*Problem 1*
According to the electric-versus-diesel comparison, why are electric motors more efficient than internal combustion engines?

*Extract to read*
* * * *
According to Deere, one battery charge lasts for up to four operating hours, and it takes about three hours to fully charge the battery.

Comparing fuels such as electric and diesel is by no means a simple exercise (Table 1). Which fuel has the most energy potential: a gallon of diesel fuel or a block of lithium ion batteries? It depends.

Fuel properties comparison

Electricity is a secondary energy source and has to come from somewhere, so the source of the electricity is a key factor in evaluating cost. The batteries that store it are an essential consideration as well – with most being lithium-ion rather than traditional lead acid.

How the energy is used is important, which means looking at a given powertrain and how efficient it is in converting the stored energy (electricity) or potential energy (diesel fuel) into useful mechanical energy.

You can take it a notch further and look at wells-to-wheels analysis, which traces back to the source of the energy, whether it be petroleum diesel fuel or electricity generated from coal-fired power plants or solar and wind-renewable.

If you were able to generate 100 percent of electricity from renewable (solar or wind) sources on the farm and store it in batteries for use in a tractor, that would virtually be an unbeatable setup.

There is no denying electric motors are more efficient than internal combustion engines, with efficiency in the 90 percent range. There are no mechanical losses due to friction or pumping losses from the combustion process since an electric motor has no moving parts or combustion.

There are minor losses of efficiency from the conversion from direct current to alternating current, releasing and storing electricity in a battery, transmitting the electricity and generating it from a power plant. Electricity rates are highly variable across the country and depend on the source of power, the load and demand factors in the market, and other economic conditions.
* * * *
*Supplied data*
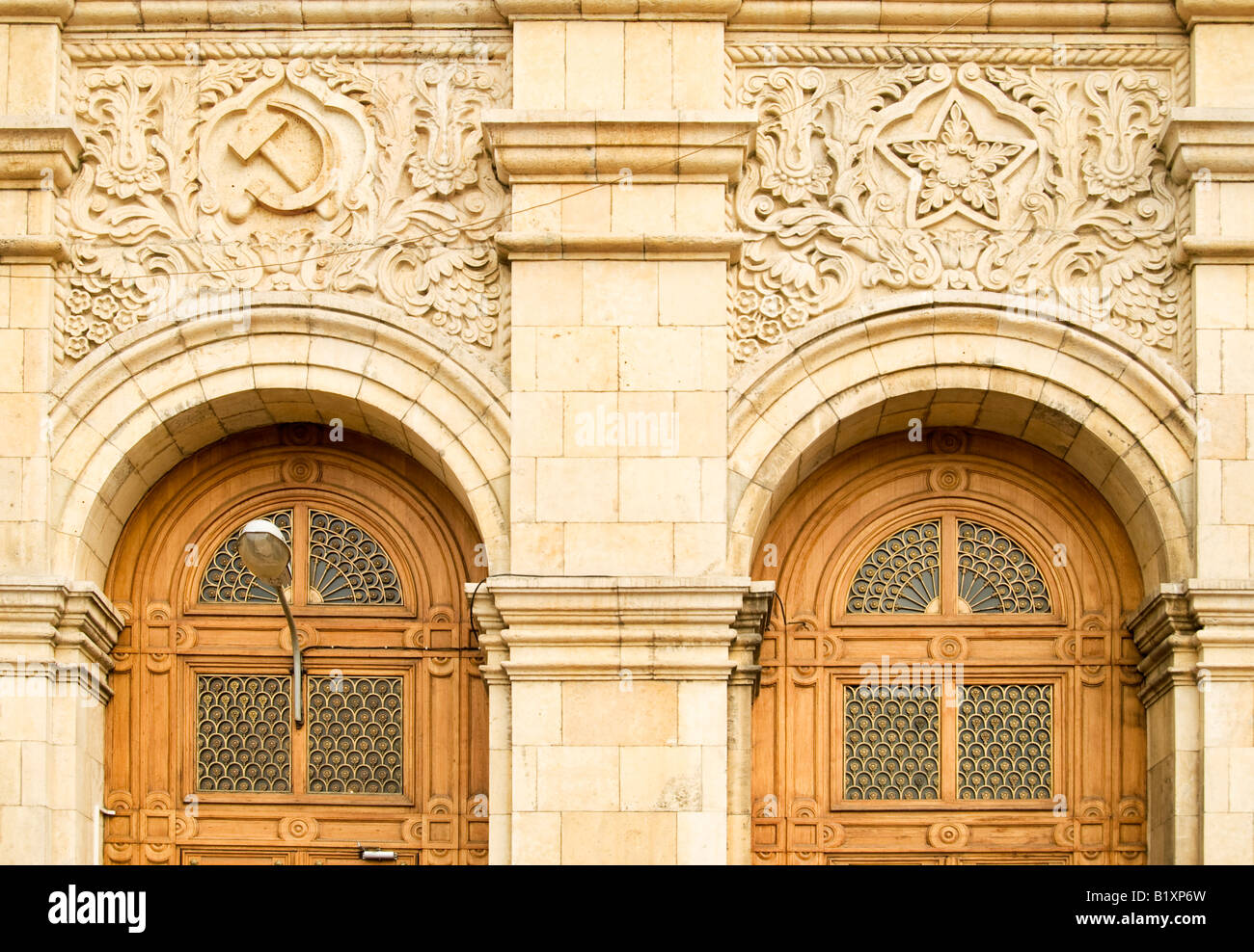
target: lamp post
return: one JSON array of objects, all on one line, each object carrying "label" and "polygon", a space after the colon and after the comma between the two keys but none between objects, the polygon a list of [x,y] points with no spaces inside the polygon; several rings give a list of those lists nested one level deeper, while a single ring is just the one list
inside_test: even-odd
* * * *
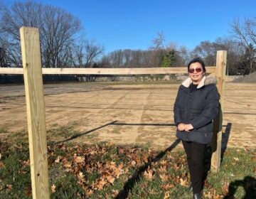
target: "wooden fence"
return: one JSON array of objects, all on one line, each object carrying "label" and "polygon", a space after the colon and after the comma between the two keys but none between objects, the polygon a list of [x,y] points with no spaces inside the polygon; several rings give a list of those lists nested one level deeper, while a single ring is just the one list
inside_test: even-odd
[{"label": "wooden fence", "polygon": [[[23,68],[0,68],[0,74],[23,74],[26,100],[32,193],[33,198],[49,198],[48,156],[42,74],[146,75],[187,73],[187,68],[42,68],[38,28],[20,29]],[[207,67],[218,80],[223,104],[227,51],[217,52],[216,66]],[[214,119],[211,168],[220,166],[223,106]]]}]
* * * *
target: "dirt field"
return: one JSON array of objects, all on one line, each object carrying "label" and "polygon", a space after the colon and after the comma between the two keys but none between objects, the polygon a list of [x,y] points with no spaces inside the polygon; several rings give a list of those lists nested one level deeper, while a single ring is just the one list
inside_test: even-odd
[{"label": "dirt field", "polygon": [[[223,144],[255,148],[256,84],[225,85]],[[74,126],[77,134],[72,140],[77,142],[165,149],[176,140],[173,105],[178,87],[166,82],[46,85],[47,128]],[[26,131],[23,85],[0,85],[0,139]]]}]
* * * *
*Problem 2*
Which lines of the listing contain the string "target"? Gather every one of them.

*Expected output 1*
An electric motor has no moving parts and no combustion. It therefore avoids the mechanical losses from friction and the pumping losses of the combustion process, which puts its efficiency in the 90 percent range.

*Expected output 2*
target: lamp post
target: "wooden fence"
target: "dirt field"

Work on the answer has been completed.